[Entries from a pointing dataset]

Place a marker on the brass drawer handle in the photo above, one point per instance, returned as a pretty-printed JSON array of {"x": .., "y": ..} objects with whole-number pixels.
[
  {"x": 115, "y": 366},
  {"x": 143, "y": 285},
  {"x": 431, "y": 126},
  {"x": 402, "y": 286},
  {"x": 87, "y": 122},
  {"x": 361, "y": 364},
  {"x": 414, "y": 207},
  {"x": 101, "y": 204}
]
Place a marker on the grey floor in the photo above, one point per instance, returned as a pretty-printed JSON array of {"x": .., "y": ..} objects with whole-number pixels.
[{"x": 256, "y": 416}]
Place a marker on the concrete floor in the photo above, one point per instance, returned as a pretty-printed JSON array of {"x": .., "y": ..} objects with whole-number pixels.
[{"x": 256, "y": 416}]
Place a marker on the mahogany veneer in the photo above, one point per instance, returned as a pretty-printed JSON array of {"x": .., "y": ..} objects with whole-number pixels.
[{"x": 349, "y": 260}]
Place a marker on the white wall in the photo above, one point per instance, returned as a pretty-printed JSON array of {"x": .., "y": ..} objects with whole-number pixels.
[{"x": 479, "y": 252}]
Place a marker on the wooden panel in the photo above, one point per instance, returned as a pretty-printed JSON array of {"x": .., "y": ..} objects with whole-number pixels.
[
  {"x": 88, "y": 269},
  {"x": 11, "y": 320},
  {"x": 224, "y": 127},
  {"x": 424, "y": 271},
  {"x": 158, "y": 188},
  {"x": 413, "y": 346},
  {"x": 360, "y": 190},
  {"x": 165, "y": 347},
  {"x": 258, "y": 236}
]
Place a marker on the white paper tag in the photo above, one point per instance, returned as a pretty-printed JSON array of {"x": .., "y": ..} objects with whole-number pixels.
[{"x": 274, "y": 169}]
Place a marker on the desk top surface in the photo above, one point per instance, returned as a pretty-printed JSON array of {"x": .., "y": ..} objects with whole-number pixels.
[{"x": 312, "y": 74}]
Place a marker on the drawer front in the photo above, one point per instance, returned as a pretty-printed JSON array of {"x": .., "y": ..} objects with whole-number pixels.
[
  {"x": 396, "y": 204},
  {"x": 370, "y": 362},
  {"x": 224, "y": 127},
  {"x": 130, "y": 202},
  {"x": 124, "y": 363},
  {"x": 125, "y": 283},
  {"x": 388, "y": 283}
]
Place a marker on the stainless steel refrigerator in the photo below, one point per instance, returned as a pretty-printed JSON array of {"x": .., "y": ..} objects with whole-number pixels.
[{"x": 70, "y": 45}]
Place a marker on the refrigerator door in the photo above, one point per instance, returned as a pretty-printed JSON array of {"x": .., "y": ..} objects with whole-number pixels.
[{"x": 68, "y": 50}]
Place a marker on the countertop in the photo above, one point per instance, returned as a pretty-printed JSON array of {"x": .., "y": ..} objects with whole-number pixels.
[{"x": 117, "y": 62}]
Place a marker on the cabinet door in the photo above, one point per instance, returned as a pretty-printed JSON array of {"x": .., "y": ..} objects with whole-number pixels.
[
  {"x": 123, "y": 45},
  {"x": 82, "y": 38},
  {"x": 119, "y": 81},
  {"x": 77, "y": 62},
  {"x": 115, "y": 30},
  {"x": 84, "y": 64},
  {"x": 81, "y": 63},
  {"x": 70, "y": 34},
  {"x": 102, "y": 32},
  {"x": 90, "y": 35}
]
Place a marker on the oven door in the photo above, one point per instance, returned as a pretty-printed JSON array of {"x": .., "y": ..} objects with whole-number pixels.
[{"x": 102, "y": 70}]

> _Task requirements_:
Substitute "Put a dot on" for every occurrence of "Place a marker on" in the listing above, and reproduce the whole listing with nothing else changed.

> _Finished task_:
Put a dot on the brass drawer handle in the photo above, one point per instance, returned as a pretty-printed JSON array of {"x": .., "y": ..} objects with whole-number pixels.
[
  {"x": 115, "y": 366},
  {"x": 143, "y": 285},
  {"x": 431, "y": 126},
  {"x": 402, "y": 286},
  {"x": 87, "y": 122},
  {"x": 361, "y": 364},
  {"x": 414, "y": 207},
  {"x": 101, "y": 204}
]
Put a dot on the grey floor in the photo above, one point per instance, returned as a pretty-printed JSON array of {"x": .., "y": ..} objects with whole-number pixels.
[{"x": 256, "y": 416}]
Put a dot on the concrete floor in the photo above, one point per instance, returned as a pretty-printed JSON array of {"x": .., "y": ..} objects with whole-number pixels.
[{"x": 256, "y": 416}]
Put a dot on the mahogany veneer in the photo above, one point per instance, returned as a pretty-printed JSON array of {"x": .., "y": ..} objects with whole-number pixels.
[{"x": 349, "y": 260}]
Put a dot on the white wall in the photo above, one point per instance, returned as a pretty-printed JSON array of {"x": .., "y": ..} objects with whole-number pixels.
[{"x": 479, "y": 252}]
Put a dot on the wooden panel in the photo above, one point per instance, returned as a pretty-printed JSON array of {"x": .., "y": ..} objects with whole-number pixels.
[
  {"x": 88, "y": 269},
  {"x": 11, "y": 320},
  {"x": 224, "y": 127},
  {"x": 424, "y": 271},
  {"x": 158, "y": 188},
  {"x": 413, "y": 346},
  {"x": 360, "y": 190},
  {"x": 165, "y": 347},
  {"x": 258, "y": 236}
]
Put a dot on the white paper tag in the photo above, one point per instance, returned as a pretty-printed JSON array of {"x": .., "y": ..} objects with whole-number pixels.
[{"x": 274, "y": 169}]
Put a dot on the desk top surface in the photo above, one point per instance, returned as a pretty-printed JSON array of {"x": .., "y": ..} objects with whole-number pixels.
[{"x": 312, "y": 74}]
Put a dot on the drawer front in the photo above, one point per instance, returned as a pretty-printed JSON array of {"x": .., "y": ..} objects with whole-number pixels.
[
  {"x": 396, "y": 204},
  {"x": 370, "y": 362},
  {"x": 224, "y": 127},
  {"x": 130, "y": 202},
  {"x": 124, "y": 363},
  {"x": 125, "y": 283},
  {"x": 388, "y": 283}
]
Put a dot on the stainless steel refrigerator in the photo below, one point per instance, returned as a pretty-printed JSON array of {"x": .., "y": ..} objects with whole-number pixels.
[{"x": 70, "y": 45}]
Put a dot on the refrigerator door in the photo above, one point per instance, returned as a pretty-printed JSON array of {"x": .., "y": ..} objects with whole-number pixels.
[{"x": 68, "y": 50}]
Put a dot on the countertop in the photo above, one point per instance, returned as a pretty-printed JSON array of {"x": .., "y": ..} objects with whole-number pixels.
[{"x": 117, "y": 62}]
Put a dot on the cabinet door in the photo above, one point per instance, returned as a pretty-printed JSON array of {"x": .., "y": ..} objects with whole-number pixels.
[
  {"x": 123, "y": 45},
  {"x": 82, "y": 38},
  {"x": 119, "y": 81},
  {"x": 77, "y": 62},
  {"x": 115, "y": 30},
  {"x": 84, "y": 64},
  {"x": 81, "y": 63},
  {"x": 70, "y": 34},
  {"x": 102, "y": 32},
  {"x": 90, "y": 35}
]
Put a dot on the oven door in the photo above, one point per instance, returned as a pretty-printed JSON array of {"x": .., "y": ..} objects with whole-number pixels.
[{"x": 102, "y": 70}]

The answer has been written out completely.